* Work required *
Rewrite the data below, replacing every "Guideline" with "Instruction" and keeping everything else unchanged. Omit the pictures from your version.

* Supplied material *
━━━

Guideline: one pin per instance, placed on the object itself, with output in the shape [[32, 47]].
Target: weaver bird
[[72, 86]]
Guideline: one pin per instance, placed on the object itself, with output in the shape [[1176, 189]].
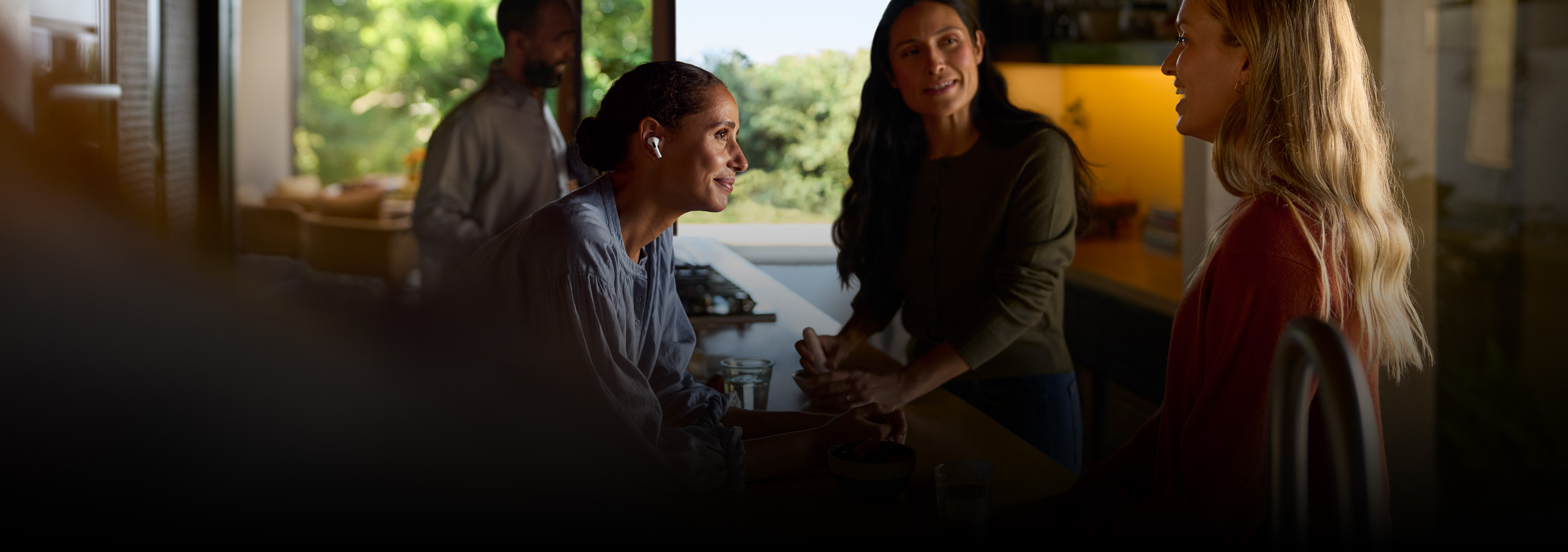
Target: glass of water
[[963, 499], [749, 378]]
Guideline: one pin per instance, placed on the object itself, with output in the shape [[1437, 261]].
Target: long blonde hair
[[1310, 128]]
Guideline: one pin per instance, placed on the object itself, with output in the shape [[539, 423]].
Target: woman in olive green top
[[963, 212]]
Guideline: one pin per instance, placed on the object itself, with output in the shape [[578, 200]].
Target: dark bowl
[[872, 481]]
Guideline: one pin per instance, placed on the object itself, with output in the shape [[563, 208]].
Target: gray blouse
[[615, 327]]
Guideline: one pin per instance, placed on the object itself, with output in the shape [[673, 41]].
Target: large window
[[617, 36], [378, 76]]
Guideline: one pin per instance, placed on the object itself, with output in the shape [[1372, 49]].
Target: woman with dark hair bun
[[587, 286], [963, 212]]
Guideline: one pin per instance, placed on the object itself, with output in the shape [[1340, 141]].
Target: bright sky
[[769, 29]]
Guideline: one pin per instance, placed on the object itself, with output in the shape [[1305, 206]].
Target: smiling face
[[1208, 71], [700, 161], [935, 63], [549, 47]]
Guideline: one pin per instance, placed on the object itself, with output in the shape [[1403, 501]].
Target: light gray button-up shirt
[[612, 330], [496, 159]]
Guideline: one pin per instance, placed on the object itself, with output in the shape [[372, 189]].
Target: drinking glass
[[963, 499], [749, 378]]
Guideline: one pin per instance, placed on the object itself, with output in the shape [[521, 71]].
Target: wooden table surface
[[941, 425]]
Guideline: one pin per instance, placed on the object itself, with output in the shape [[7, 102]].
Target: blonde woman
[[1285, 93]]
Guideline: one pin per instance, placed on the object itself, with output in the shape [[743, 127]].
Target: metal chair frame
[[1310, 349]]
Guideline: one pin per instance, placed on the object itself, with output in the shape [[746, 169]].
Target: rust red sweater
[[1198, 468]]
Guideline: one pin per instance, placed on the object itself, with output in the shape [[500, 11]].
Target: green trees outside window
[[377, 76]]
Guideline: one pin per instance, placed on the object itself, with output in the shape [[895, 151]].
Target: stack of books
[[1162, 232]]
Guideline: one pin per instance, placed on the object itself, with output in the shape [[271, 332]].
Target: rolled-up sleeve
[[1038, 247], [576, 324], [454, 167]]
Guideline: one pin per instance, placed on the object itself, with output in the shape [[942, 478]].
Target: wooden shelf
[[1125, 270]]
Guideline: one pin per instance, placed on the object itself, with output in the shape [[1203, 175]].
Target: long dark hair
[[890, 145]]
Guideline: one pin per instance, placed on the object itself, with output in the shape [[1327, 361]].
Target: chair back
[[1310, 349]]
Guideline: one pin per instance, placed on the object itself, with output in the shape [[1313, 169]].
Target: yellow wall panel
[[1122, 117]]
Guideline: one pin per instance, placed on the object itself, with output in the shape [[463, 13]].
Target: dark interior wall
[[134, 114], [179, 118], [215, 128]]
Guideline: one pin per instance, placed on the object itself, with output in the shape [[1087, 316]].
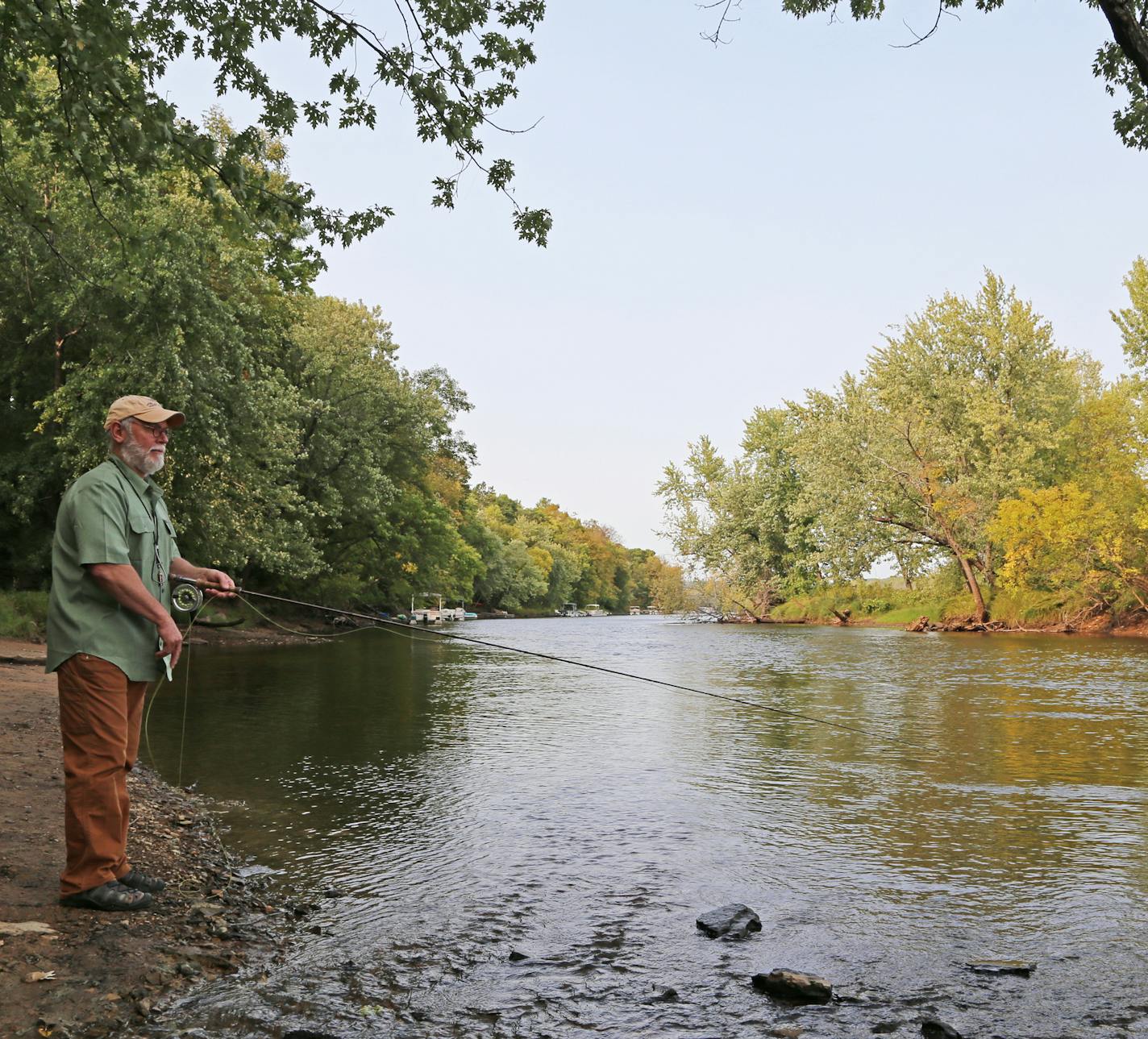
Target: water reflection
[[474, 803]]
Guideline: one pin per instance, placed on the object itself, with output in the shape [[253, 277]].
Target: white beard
[[141, 459]]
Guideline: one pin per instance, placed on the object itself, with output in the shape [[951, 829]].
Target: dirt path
[[84, 974]]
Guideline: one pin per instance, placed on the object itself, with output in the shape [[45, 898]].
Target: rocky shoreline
[[73, 974]]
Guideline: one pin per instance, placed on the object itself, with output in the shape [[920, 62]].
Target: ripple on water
[[473, 804]]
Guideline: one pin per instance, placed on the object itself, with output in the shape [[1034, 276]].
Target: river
[[470, 804]]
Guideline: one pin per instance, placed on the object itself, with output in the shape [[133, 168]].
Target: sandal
[[141, 882], [113, 897]]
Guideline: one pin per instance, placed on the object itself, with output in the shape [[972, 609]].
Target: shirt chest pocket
[[141, 538]]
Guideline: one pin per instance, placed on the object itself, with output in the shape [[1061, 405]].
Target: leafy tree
[[1121, 64], [968, 405], [105, 121], [1063, 538], [1132, 321], [185, 310], [742, 520]]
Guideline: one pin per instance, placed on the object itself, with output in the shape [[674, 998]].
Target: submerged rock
[[1023, 968], [934, 1028], [731, 921], [795, 987]]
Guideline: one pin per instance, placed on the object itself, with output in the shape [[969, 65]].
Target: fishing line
[[389, 625]]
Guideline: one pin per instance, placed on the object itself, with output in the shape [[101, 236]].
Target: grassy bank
[[23, 614], [890, 603]]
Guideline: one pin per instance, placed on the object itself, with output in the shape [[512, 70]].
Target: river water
[[471, 804]]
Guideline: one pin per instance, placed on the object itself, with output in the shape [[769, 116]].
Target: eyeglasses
[[154, 430]]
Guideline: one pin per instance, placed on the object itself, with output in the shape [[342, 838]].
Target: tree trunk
[[970, 579], [1129, 34]]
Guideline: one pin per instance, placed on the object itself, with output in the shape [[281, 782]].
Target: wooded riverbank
[[68, 973]]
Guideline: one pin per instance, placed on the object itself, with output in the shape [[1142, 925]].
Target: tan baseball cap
[[146, 409]]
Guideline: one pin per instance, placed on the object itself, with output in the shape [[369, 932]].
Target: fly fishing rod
[[187, 596]]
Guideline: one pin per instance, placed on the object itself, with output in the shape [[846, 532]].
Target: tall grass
[[890, 603], [23, 614]]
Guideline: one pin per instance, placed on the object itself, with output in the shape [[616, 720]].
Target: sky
[[733, 224]]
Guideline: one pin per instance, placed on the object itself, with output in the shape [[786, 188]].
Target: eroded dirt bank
[[72, 973]]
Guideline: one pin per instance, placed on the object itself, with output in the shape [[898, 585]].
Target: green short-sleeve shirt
[[109, 514]]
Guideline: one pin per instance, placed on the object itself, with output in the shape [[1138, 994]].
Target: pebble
[[730, 921], [934, 1028], [795, 987]]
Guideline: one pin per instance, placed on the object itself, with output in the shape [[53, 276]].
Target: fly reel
[[185, 596]]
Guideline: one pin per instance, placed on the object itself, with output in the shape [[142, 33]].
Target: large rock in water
[[731, 921], [795, 987]]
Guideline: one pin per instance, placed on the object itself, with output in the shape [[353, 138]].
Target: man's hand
[[217, 576], [173, 640]]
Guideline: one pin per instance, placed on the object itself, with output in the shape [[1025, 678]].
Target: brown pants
[[100, 717]]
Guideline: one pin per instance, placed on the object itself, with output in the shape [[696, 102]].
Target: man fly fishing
[[109, 635]]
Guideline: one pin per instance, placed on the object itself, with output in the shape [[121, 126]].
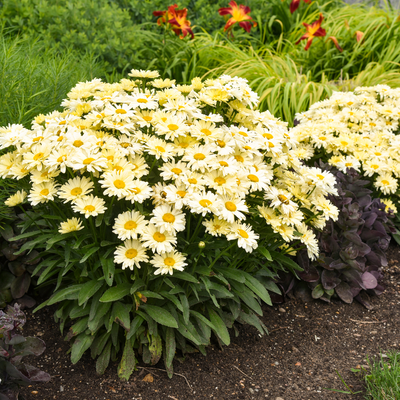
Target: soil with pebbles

━━━

* Complete output *
Instruction: one pin per instance, placed on the object itself, with output in the shape [[32, 47]].
Target: weaver bird
[[72, 86]]
Instruction: one pin per instance, placed on the object itself, with output in the shape [[1176, 189]].
Target: glass of water
[[963, 499], [749, 378]]
Instruction: one pin per instance, placed on the object itself, with output in the shape [[1437, 261]].
Target: long blonde hair
[[1310, 128]]
Instruction: one pin per instance, placed on the object itself, with output in the shape [[539, 423]].
Target: woman in olive green top
[[963, 212]]
Instruction: one pin per instance, placed on the object itself, with output in the shape [[578, 200]].
Target: dark bowl
[[872, 481]]
Instruction: one pin per instance, placed on the object itself, with output in the shape [[563, 208]].
Target: gray blouse
[[615, 327]]
Instruction: one pin per instance, placed on the object itself, with output in the shape [[673, 41]].
Target: large window
[[617, 36], [378, 76]]
Instruction: one pin per instance, placed on the object itself, with output in the shape [[1372, 49]].
Target: woman with dark hair bun
[[587, 286], [963, 212]]
Instruction: one pin per instance, placed on the object itself, with output in the shape [[1340, 141]].
Target: bright sky
[[769, 29]]
Instruction: one pin per instance, placed on the object itself, with output in the shape [[1305, 206]].
Target: smiling face
[[1208, 71], [700, 161], [935, 63], [549, 47]]
Instruction: one pin per instance, placed on the object itself, with output in the shape [[1403, 501]].
Target: light gray button-up shirt
[[612, 330], [496, 159]]
Instruction: one pin per instance, placed on the object itself, with output in the shape [[372, 189]].
Target: drinking glass
[[963, 499], [749, 378]]
Instruction: one pin per instance, placed on the object itself, with output in the shape [[521, 71]].
Target: wooden table surface
[[941, 425]]
Instruction: one pin per instance, placed on the object itself, with output in the shape [[7, 102]].
Target: blonde woman
[[1285, 93]]
Instruction: one pin per instance, placed on the object itself, with output in the shape [[743, 127]].
Target: metal chair frame
[[1310, 349]]
Instruction: one pin per instance, placed on the object itself, with output in the shape [[746, 169]].
Target: rust red sweater
[[1198, 468]]
Instruction: one pin per instance, placed on the object itself, with output in the shape [[500, 11]].
Target: green trees outside window
[[377, 76]]
Instruction: one pin per instance, placed on the object itself, with output in the shape [[895, 151]].
Target: stack of books
[[1162, 232]]
Instruction: one pin per instance, placed on the object itself, with output in the shape [[271, 332]].
Target: rolled-up sleeve
[[1038, 247], [576, 324], [454, 167]]
Instruction: one pin per instance, placed on the object itself, with output in the shape [[942, 478]].
Target: wooden shelf
[[1125, 270]]
Instruction: one pin per instance, placed on the object itself, with output in the shape [[1203, 175]].
Target: long dark hair
[[890, 145]]
Instruction: one pin per instance, placed on the object itself, with output in the shape [[1327, 361]].
Target: chair back
[[1310, 349]]
Instruction: one pin per instance, placed on the object itself, with output in the shape [[1313, 169]].
Target: yellow wall panel
[[1122, 117]]
Instruction: one pin per instance, placed on the object itself, with output in the shape [[463, 13]].
Target: dark interior wall
[[134, 114], [179, 118], [215, 128]]
Instruction: one pin per instance, placed on the object itself, with output in the shape [[1087, 316]].
Target: water reflection
[[474, 803]]
Instruction: one pin per instance, placed on the object itself, with output in the shape [[253, 277]].
Target: white beard
[[141, 459]]
Instruction: one pin per instance, placed on the object itself, with output in the shape [[951, 829]].
Target: dirt path
[[84, 974]]
Instruction: one pin per instance, placed on the object itself, with output in the shape [[45, 898]].
Target: rocky shoreline
[[73, 974]]
Instruction: one pin per instance, placed on the object itself, with output in the shape [[920, 62]].
Target: ripple on water
[[473, 804]]
Instruction: one pin per instance, placed on the object itself, with output in the shape [[1034, 276]].
Target: river
[[470, 804]]
Instruction: one pin per instance, placed on the object itself, with output in the shape [[133, 168]].
Target: sandal
[[141, 882], [113, 897]]
Instruction: one pin per instance, placed on the object itself, with output in the shape [[972, 609]].
Target: shirt chest pocket
[[141, 538]]
Instruction: one pin per instance, placed on the object itself, with output in the shape [[1061, 405]].
Target: leafy tree
[[1121, 64], [968, 405], [105, 121], [1063, 538], [1132, 321], [185, 310], [742, 520]]
Instruction: one pin per instance, placed on the object itself, with output in the shape [[674, 998]].
Target: submerged rock
[[1023, 968], [934, 1028], [731, 921], [795, 987]]
Instruction: one pin per instance, placed on the object itself, with output in the shape [[969, 65]].
Target: fishing line
[[389, 625]]
Instruction: one pin per instance, placed on the object itself, with output in the shape [[101, 236]].
Target: grassy bank
[[23, 614], [890, 603]]
Instruction: one pin per instance, placed on the object itself, with output in the shape [[512, 70]].
Target: river water
[[471, 804]]
Instruction: one pin per instance, placed on the object itself, with output in the shape [[769, 116]].
Target: eyeglasses
[[154, 430]]
Instruction: one pin per instance, placed on the object itself, with output in the shape [[342, 838]].
Target: tree trunk
[[970, 579], [1129, 34]]
Instruction: one pin per instance, placed on the object itself, with output in the shape [[281, 782]].
Target: wooded riverbank
[[68, 973]]
Instruction: one pin per instance, placed on the object itself, with output in the shape [[1142, 925]].
Target: tan baseball cap
[[146, 409]]
Instruction: one pin per instance, placed on the object itself, with output in the shape [[369, 932]].
Target: fly fishing rod
[[187, 596]]
Instruction: one pin per instance, placed on the object itself, with output in the shape [[846, 532]].
Target: tall grass
[[890, 603], [23, 614]]
Instruction: one pin per instance, placed on the object itself, with output in the shape [[616, 720]].
Target: sky
[[733, 224]]
Instruction: one pin per instance, placed on the object itself, with output in the shape [[786, 188]].
Target: eroded dirt bank
[[72, 973]]
Instruction: one pin per instance, placed on the object itself, with output in the shape [[898, 585]].
Target: green short-sleeve shirt
[[109, 514]]
Instruction: one pin per instance, placed on the object itself, with output in the shape [[1138, 994]].
Target: pebble
[[730, 921], [934, 1028], [795, 987]]
Instruction: one pin per instance, placed on the object itself, with output in the shape [[53, 276]].
Target: fly reel
[[185, 596]]
Instruction: one pin per instance, placed on the object itself, with output in the shape [[142, 33]].
Target: large rock in water
[[731, 921], [795, 987]]
Instruction: one pin per instance, placed on the object itself, with output in the shape [[353, 138]].
Target: man's hand
[[217, 576], [173, 640]]
Instruction: one pin per instance, placed on the object itself, with output in the shape [[1025, 678]].
Target: brown pants
[[100, 717]]
Instruction: one pin per instance, placed on the object itself, with output in the shape [[696, 102]].
Target: man fly fishing
[[109, 635]]
Instruction: one pin per instance, placed on the object itself, with output in the shape [[121, 126]].
Target: soil with pebbles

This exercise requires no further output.